» **Reading passage**
--
Yes, indeed, that's what we want to do. And that's the info I'm trying to
get from Chris, i.e., the instructions for how to do that since he set up
the site.

Gj

On Wed, Feb 15, 2017 at 1:40 PM, Daniel Gruno <humbed...@apache.org> wrote:

> On 02/15/2017 01:37 PM, Geertjan Wielenga wrote:
> > The Plugin Portal will be outside of Apache, please let's keep focus in
> > this discussion on the website. We have hundreds of tutorials in HTML
> that
> > we need to transfer to netbeans.apache.org. What is the simplest way to
> do
> > that?
>
> put them in the incubator-netbeans-website.git repository? I assume
> that's why we have it :) (remember it needs to go into the asf-site
> branch to be published)
>
> With regards,
> Daniel.
>
> >
> > Gj
> >
> > On Wed, Feb 15, 2017 at 1:34 PM, Daniel Gruno <humbed...@apache.org>
> wrote:
> >
> >> On 02/15/2017 01:31 PM, Christian Lenz wrote:
> >>> Really? Beacuse of security issues? Millions or more websites using a
> >> server side language, doesn't matter which one, PHP, Node or whatever.
> >>> Sure there are often problems but come one, we should care about to
> have
> >> mechanism to prevent worst case scenarios. For example for the plugin
> >> center,
> >>> we need REST services and sure you can write them in Java or PHP or C#
> >> or whatever, but for this, we need server side languages.
> >>>
> >>> That sounds that we will not have a plugin center anymore and I think
> >> this is not an option.
> >>> PHP is not unsecure in general. I depents on what you use, how do you
> >> write your code and how the server looks like.
> >>> Sry for the words but this is really not a reason. Maybe you are
> against
> >> PHP ok fine, we can use whatever we want on the server side. The
> PicoCMS is
> >> a complete CMS but flat, it will give you some basic CMS stuff, to don't
> >> write it by your own but without the fullstack stuff from WordPress or
> >> Joomla or whatever.
> >>>
> >>
> >> I don't set policy, I merely relay it :)
> >> But let's not conflate the entire Netbeans service with the project web
> >> site.
> >>
> >> If there is a need for a REST/whatever service, we can provision a
> >> machine for that specifically. It will just not be called
> >> netbeans.apache.org or netbeans.org - those are reserved for static
> >> content only.
--
» **Data**
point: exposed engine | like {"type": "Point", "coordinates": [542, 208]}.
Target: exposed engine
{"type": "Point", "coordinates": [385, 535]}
--
» **Goals**
A. In the email thread about the NetBeans website, which branch does the material need to go into to be published?
B. Please continue the email thread about the NetBeans website from where it stops.

» **Task answers**
A. The asf-site branch.

B.
> >>
> >>>
> >>> Regards
> >>>
> >>> Chris
> >>>
> >>>> Gesendet: Mittwoch, 15. Februar 2017 um 13:23 Uhr
> >>>> Von: "Daniel Gruno" <humbed...@apache.org>
> >>>> An: dev@netbeans.incubator.apache.org
> >>>> Betreff: Re: Aw: Re: Status of Apache NetBeans process
> >>>>
> >>>> On 02/15/2017 01:17 PM, Christian Lenz wrote:
> >>>>> The thing is, with a Backend we are more flexible. What are the
> >> reasons why not using PHP for example? This goes to Daniel.
> >>>>
> >>>> There are several reasons, mostly security related (we don't want a
> bug
> >>>> in some script to deface all our web sites all of a sudden). We serve
> up
> >>>> petabytes of data off our main servers from millions of users -
> exposing
> >>>> this to PHP is just not something we're willing to do when we are not
> in
> >>>> charge of what gets put on the web sites.
> >>>>
> >>>> If you want to write in markdown, get a static site generator like
> >>>> pelican to convert it to html, and we can have a buildbot job
> >>>> automatically rebuild the site when something changes. That's how most
> >>>> projects do things. *There should be no need whatsoever for dynamic
> >>>> scripting of anything on the site*. The only exception we have on our
> >>>> servers is the download mirror picker, which has been vetted by the
> ASF
> >>>> staff.
> >>>>
> >>>> So, in short: PHP is not going to happen on our servers.
> >>>>
> >>>> With regards,
> >>>> Daniel.
> >>>>
> >>>>>
> >>>>> Afaik you can use HTML inside MD files, and I think PicoCMS can
> handle
> >> HTML as well, but for this I have to check it.
> >>>>> For the plain pages, maybe it is the best to have  html files, but we
> >> have to use only the content. The wrapper around should be similiar to
> the
> >> new style and not to the old one.
> >>>>>
> >>>>>
> >>>>>> Gesendet: Mittwoch, 15. Februar 2017 um 12:29 Uhr
> >>>>>> Von: "Geertjan Wielenga" <geertjan.wiele...@googlemail.com>
> >>>>>> An: dev@netbeans.incubator.apache.org
> >>>>>> Betreff: Re: Aw: Status of Apache NetBeans process
> >>>>>>
> >>>>>> I think the solution we should use should be one where we can simply
> >> copy
> >>>>>> and paste existing HTML-based tutorials and other documents from
> >>>>>> netbeans.org to netbeans.apache.org.
> >>>>>>
> >>>>>> If we were to have to spend time converting HTML documents to some
> >> variant
> >>>>>> of markdown, we'll be busy a very long time indeed. Ideally, both
> >> HTML and
> >>>>>> markdown would be supported.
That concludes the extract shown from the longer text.